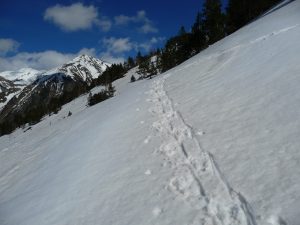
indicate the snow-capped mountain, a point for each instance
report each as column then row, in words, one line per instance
column 7, row 90
column 82, row 68
column 50, row 90
column 21, row 77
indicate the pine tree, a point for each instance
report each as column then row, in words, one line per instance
column 198, row 40
column 132, row 79
column 241, row 12
column 214, row 21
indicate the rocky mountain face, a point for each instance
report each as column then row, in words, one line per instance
column 49, row 91
column 7, row 88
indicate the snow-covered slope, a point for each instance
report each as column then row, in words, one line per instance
column 212, row 141
column 22, row 77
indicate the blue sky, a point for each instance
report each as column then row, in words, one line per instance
——————————
Requirement: Express every line of the rows above as a JSON list of strings, one string per line, with blank lines left out. Omit the pictures from the list.

Answer for the task:
[
  "indicate the snow-capped mountain, a point for each instance",
  "report each as column then row, in words, one line per instance",
  "column 7, row 90",
  "column 82, row 68",
  "column 50, row 90",
  "column 21, row 77",
  "indicate the pine tree, a point for each instance",
  "report each as column then row, in words, one line per instance",
  "column 198, row 40",
  "column 132, row 79",
  "column 241, row 12",
  "column 214, row 21",
  "indicate the rocky mountain face, a point for each instance",
  "report each as column then row, in words, one line per instance",
  "column 49, row 91",
  "column 7, row 88",
  "indicate the snow-covered slope, a point for each instance",
  "report each as column then row, in words, one line per instance",
  "column 212, row 141",
  "column 22, row 77",
  "indicate the blue sky, a point for each instance",
  "report each as column then row, in words, one line per instance"
]